WHAT TO WORK ON »
1. Answer these questions using the interview excerpt on vegetables:
(a) What was the title of the food class KD taught at Berkeley?
(b) What does EK say when people ask whether she is a vegetarian?
(c) According to KD, how is a fruit defined scientifically?
2. Extend the interview excerpt on vegetables, picking up after its final line.

----- TEXT PASSAGE -----

Erin Klenow: I like how the name of a vegetable can freak someone out. The fact that something is called a blood orange is enough to get people to avoid eating it. And nipple fruit? It's pretty funny.

KD: Also known as titty fruit.

EK: It's often noted that people have aversions to eating gross parts of animals but when I mention a certain vegetable to some people, they just go ew ew ew.

KD: There's also the misguided idea that vegetarianism is boring, like you run out of things to eat because you just eat vegetables and nothing else. We're not vegetarians, by the way.

EK: When people ask me if I'm a vegetarian, I just say I only eat expensive meat.

KD: I taught a class at Berkeley on food called "Eating and Being Eaten." It was all about how food is always more than just food. Having that dialogue in my head really affected the blog.

AS: What did the class read?

KD: A lot of different things. There was a food politics section. We read some of The Omnivore's Dilemma, and talked about My Year of Meats by Ruth Ozeki and Kafka's A Hunger Artist. There was a whole meat theme. We talked about cannibalism too, because that’s a topic I’m really interested in.

AS: You have to bring that up at some point when you're talking about the idea of eating meat.

KD: There's a necessary violence that happens in the mere act of survival. You have to acknowledge it. Even vegetarians consume living things.

AS: When you write about vegetables, they sound like animals or aliens, bizarre creatures that might scuttle off the table. It's carnivorous, in a sense. Why don't you write about fruit?

EK: We do sometimes.

KD: They're technically a subset of vegetables. Vegetables are weirder than fruit though. People are more okay with weird fruit. They're sugary, luscious, and voluptuous. Fruit is meant to seduce. That's its biological function. Vegetables are gross. They have weird outgrowths. They're all like take it or leave it. In the lemon cucumber post, we talked about how "vegetable" is a cultural determination whereas "fruit" is biological. A fruit is any plant with an enclosed seed that comes from a flower. That's scientifically established, but vegetables are really undefined. They're just the edible parts of plants. Technically, anything goes.

----- DATA SHOWN -----

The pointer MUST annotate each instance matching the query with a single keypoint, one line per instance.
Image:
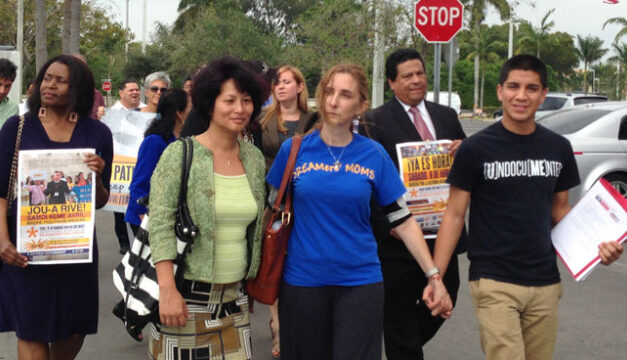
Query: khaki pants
(516, 322)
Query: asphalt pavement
(592, 322)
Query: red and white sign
(438, 20)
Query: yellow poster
(424, 167)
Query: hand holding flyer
(599, 216)
(55, 206)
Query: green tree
(534, 37)
(559, 53)
(485, 49)
(211, 35)
(619, 21)
(100, 38)
(323, 39)
(621, 58)
(478, 9)
(589, 49)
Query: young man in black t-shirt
(517, 174)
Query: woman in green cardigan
(209, 316)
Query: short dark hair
(400, 56)
(126, 82)
(208, 84)
(81, 91)
(524, 62)
(8, 70)
(172, 101)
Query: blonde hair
(348, 68)
(275, 107)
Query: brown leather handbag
(265, 287)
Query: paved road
(592, 319)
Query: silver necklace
(337, 163)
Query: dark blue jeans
(331, 322)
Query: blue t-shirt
(148, 156)
(332, 241)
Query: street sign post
(438, 21)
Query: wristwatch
(432, 272)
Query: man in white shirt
(129, 97)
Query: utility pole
(19, 42)
(377, 61)
(144, 29)
(127, 32)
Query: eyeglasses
(156, 88)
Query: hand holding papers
(599, 216)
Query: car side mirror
(622, 130)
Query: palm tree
(619, 21)
(478, 10)
(41, 50)
(621, 58)
(188, 10)
(487, 53)
(589, 50)
(532, 36)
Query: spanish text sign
(424, 167)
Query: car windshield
(588, 100)
(568, 121)
(552, 103)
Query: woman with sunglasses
(156, 85)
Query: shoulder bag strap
(13, 174)
(189, 229)
(287, 176)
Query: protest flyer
(56, 206)
(599, 216)
(424, 167)
(128, 129)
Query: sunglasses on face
(156, 88)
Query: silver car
(598, 135)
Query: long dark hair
(174, 100)
(81, 91)
(208, 85)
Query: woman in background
(172, 111)
(156, 84)
(285, 116)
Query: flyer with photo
(424, 166)
(56, 206)
(127, 128)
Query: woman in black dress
(52, 307)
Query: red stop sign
(438, 20)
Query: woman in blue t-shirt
(331, 300)
(172, 111)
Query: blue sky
(583, 17)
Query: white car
(598, 135)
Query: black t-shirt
(512, 179)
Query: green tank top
(235, 209)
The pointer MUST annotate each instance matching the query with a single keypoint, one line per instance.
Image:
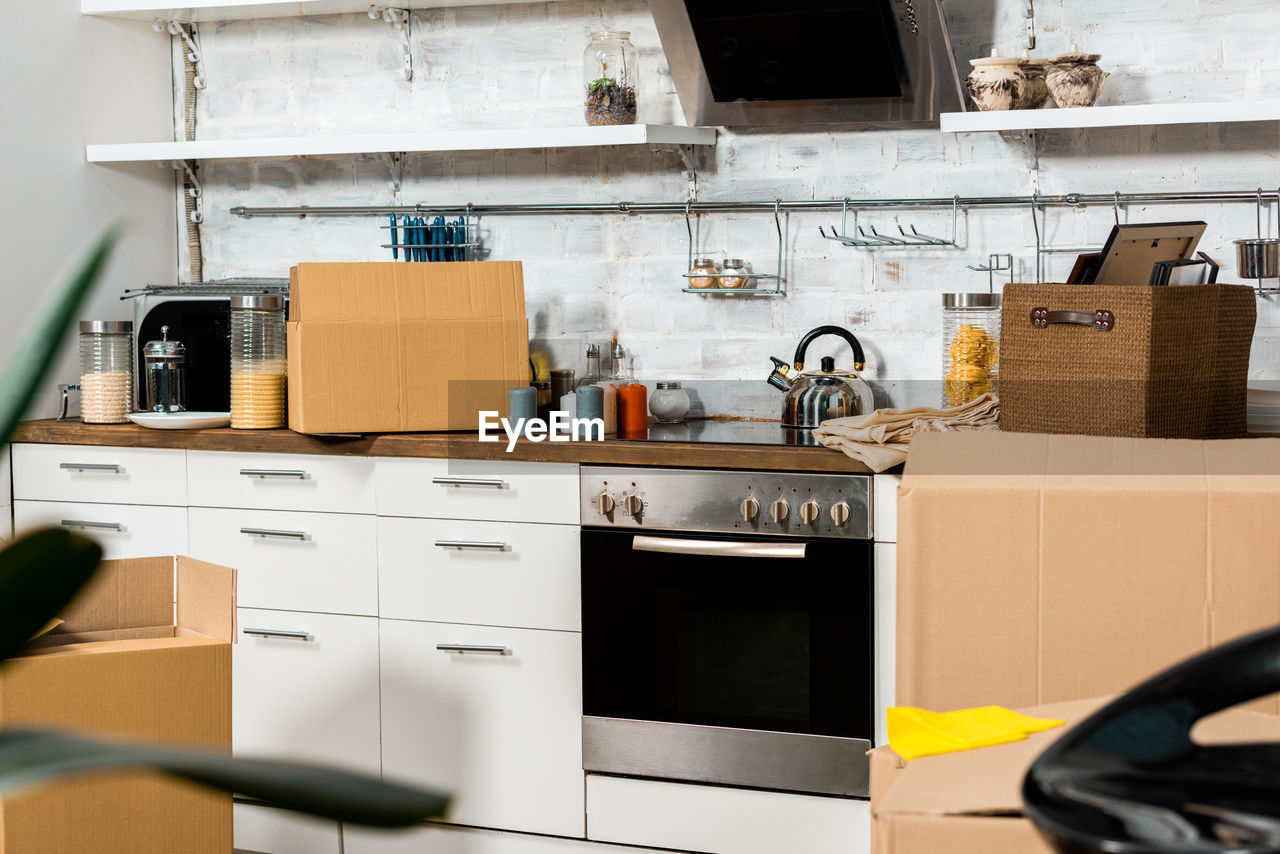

-----

SOLVED PROBLEMS »
1.
(a) "Eating and Being Eaten."
(b) She says she only eats expensive meat.
(c) A fruit is any plant with an enclosed seed that comes from a flower.

2.
AS: Erin, do you work in the food world?

EK: I was a waitress for a long time. Three years ago, I worked as an expeditor at Quince. I had to learn everything on the menu. I read a lot of food writing too. I grew up in Sonoma so I was always close to people who produced food, though I wasn't very conscious of it until later.

KD: I'm from San Francisco. We went to Berkeley together.

AS: I liked how, in the black radish entry, you compiled a list of black foods to see, in part, what they have in common. They're all polarizing. I've eaten black radish before so I think I know what you're talking about when you describe it as being "very radish-y." How would you describe a "radish-y" person?

KD: Kind of abrasive. Kind of funny. Acerbic. Sometimes goes a little too far.

EK: A little refreshing but also overwhelming.

AS:
If you were a vegetable, which would you be?

KD: I'm clearly Kale Daikon -- my initials. I said onion once when someone asked me that but it's not, you know, because I have so many layers and you have to peel them off...

AS: But the onion is so common, the cheapest vegetable in the store...

KD: I was feeling like one at the time.

EK: I've always identified with eggplant -- for Erin, I guess. Eggplant are a little inconsistent. They can be delicious and creamy or bitter.

AS: I don't want to read too much into that, but you might be the kind of person that, given proper attention and care, can be a very pleasant cohort in friendship...

EK: I like that it's purple.

KD: I have to say that now I've picked up more of an affinity to the carrot. They're unexpectedly weird.

EK: I could be a turnip too now that I think about it. Roasted, they're so good. I like them but I think about things I want to eat and they aren't usually something I'd want to be.

AS: Maybe be something no one would eat.

KD: Like bracken? But they serve it at Cha-Ya.